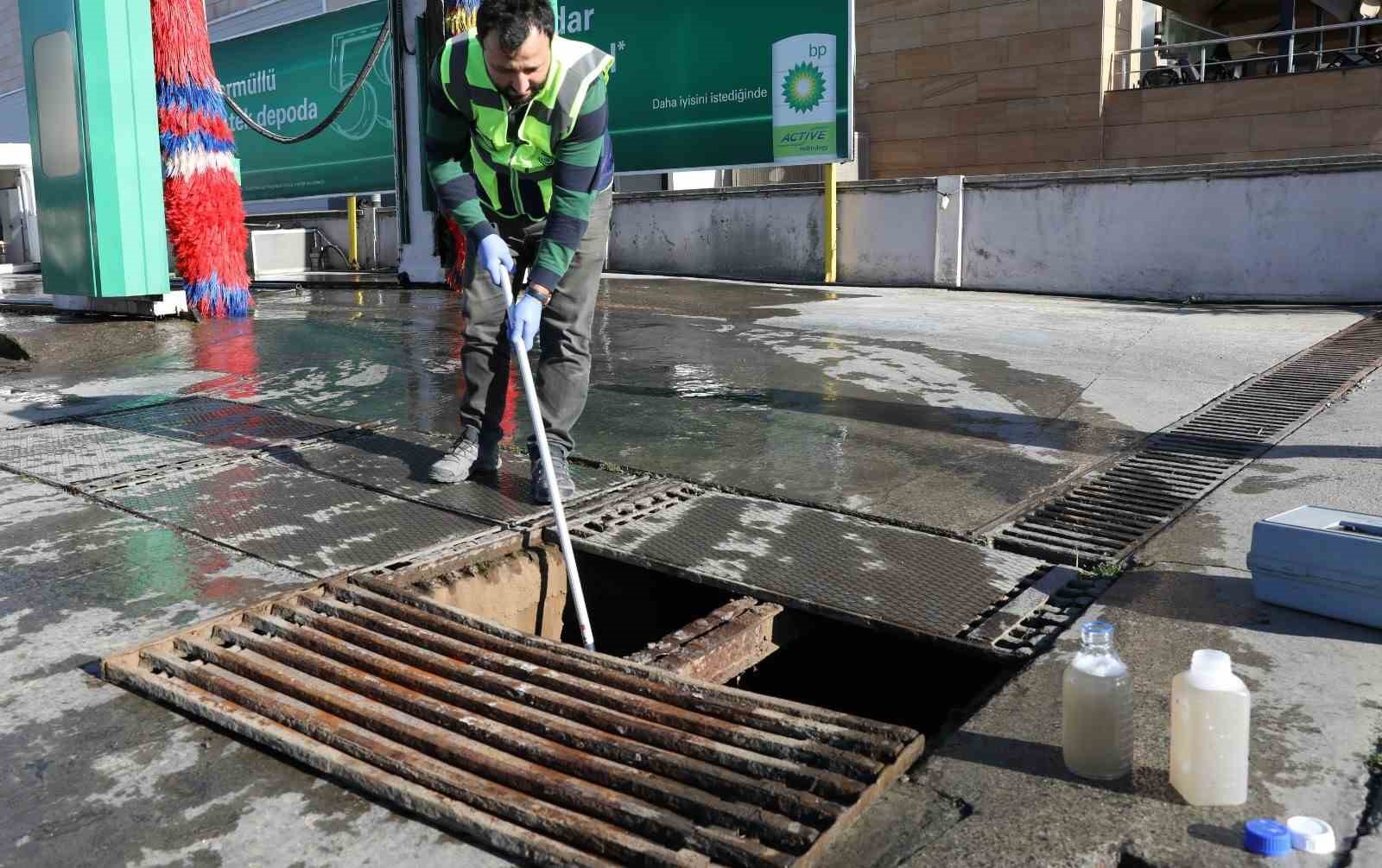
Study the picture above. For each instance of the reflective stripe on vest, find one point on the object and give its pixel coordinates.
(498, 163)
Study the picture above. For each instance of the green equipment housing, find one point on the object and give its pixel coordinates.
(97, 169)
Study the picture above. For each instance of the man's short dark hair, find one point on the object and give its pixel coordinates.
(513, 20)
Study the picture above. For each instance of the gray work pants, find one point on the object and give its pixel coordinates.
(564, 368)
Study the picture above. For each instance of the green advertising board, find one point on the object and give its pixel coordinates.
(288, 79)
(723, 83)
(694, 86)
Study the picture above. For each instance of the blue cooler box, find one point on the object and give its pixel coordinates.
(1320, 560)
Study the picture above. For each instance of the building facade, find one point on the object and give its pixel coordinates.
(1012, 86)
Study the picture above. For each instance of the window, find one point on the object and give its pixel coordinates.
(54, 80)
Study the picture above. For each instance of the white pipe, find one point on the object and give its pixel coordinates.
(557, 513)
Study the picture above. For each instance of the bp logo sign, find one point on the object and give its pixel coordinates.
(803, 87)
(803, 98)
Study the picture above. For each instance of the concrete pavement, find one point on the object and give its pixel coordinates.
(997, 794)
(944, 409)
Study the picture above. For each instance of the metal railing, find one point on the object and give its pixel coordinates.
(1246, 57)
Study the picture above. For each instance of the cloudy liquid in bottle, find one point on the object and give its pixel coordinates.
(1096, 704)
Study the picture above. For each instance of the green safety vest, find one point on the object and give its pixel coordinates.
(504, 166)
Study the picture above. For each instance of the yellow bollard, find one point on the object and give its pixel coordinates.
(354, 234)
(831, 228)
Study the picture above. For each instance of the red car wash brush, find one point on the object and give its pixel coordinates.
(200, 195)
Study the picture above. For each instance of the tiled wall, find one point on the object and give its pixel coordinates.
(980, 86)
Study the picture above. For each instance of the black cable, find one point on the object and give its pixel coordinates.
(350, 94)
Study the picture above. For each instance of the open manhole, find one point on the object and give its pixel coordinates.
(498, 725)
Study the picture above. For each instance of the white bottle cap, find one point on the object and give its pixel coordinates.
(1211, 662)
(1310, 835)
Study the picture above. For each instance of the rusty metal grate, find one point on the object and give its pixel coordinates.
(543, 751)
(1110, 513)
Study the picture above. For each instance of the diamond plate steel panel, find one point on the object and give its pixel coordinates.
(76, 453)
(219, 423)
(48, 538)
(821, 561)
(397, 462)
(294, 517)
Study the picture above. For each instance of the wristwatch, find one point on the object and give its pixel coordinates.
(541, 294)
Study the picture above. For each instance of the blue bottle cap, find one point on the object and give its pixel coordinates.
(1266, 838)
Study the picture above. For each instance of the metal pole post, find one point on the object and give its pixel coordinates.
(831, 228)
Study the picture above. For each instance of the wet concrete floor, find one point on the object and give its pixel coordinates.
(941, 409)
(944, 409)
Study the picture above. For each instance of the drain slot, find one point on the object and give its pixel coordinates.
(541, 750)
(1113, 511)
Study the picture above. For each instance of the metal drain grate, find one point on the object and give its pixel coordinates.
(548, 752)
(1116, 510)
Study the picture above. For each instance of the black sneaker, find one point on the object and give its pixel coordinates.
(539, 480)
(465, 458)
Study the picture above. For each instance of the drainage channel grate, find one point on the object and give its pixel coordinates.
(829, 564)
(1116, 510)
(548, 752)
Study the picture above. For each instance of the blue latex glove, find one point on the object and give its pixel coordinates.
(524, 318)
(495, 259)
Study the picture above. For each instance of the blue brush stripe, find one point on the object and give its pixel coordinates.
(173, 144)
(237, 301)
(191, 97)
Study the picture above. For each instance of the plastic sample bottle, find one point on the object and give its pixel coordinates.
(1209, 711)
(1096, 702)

--------------------

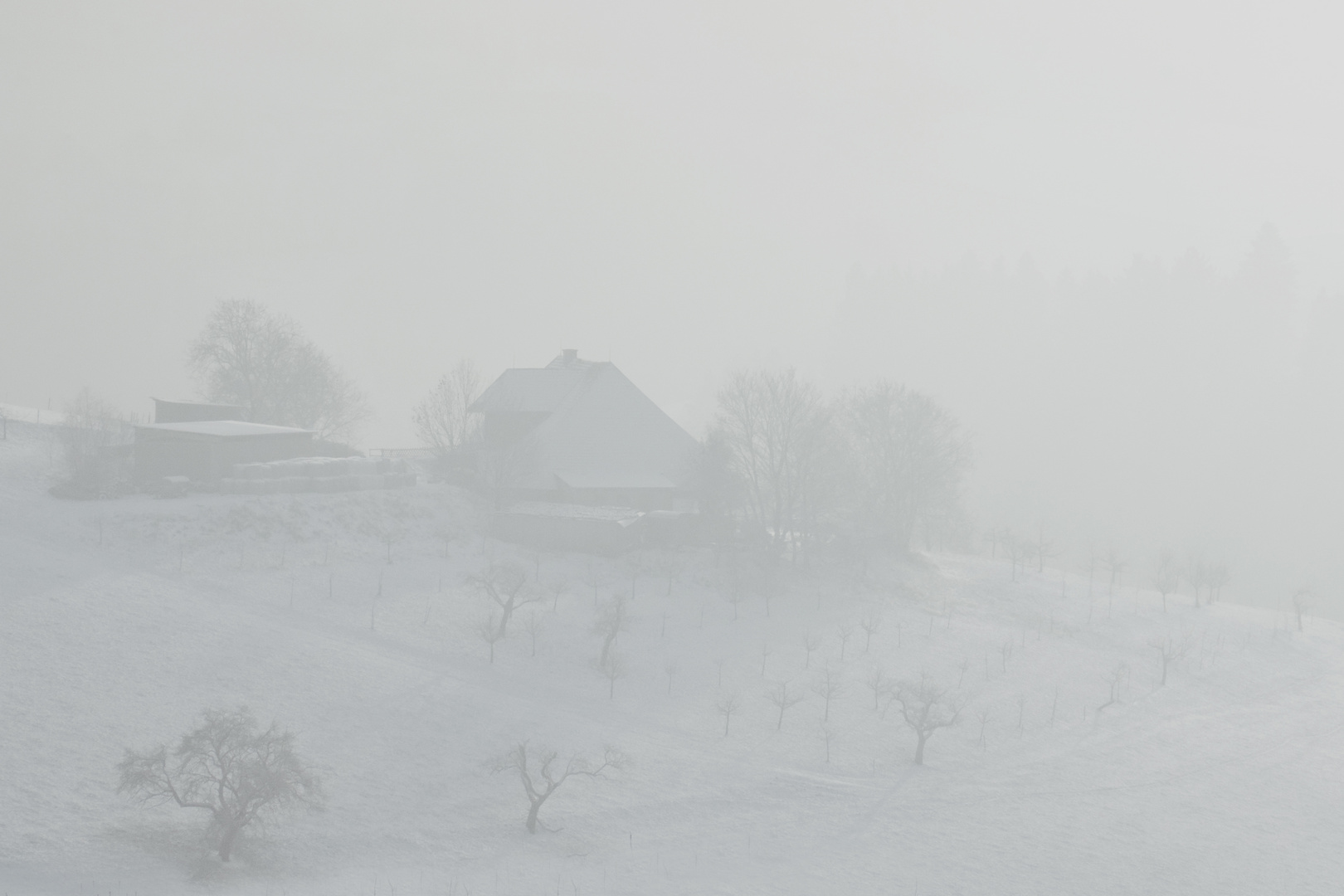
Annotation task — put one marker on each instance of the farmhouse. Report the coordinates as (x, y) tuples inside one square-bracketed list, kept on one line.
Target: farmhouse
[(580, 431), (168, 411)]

--------------------

WORK TO COMPLETE ▸ Update the rows beginning with the line that contains "Study the picture above. For each instance of the plastic" and ending with the line that contains "(1096, 702)", replacing "plastic sample bottle" with "glass sample jar" and leaving everything else the same. Give only those lines.

TASK RESPONSE ▸
Study the picture above. For each instance of the glass sample jar, find one point on the object and give its pixel coordinates.
(1209, 711)
(1096, 702)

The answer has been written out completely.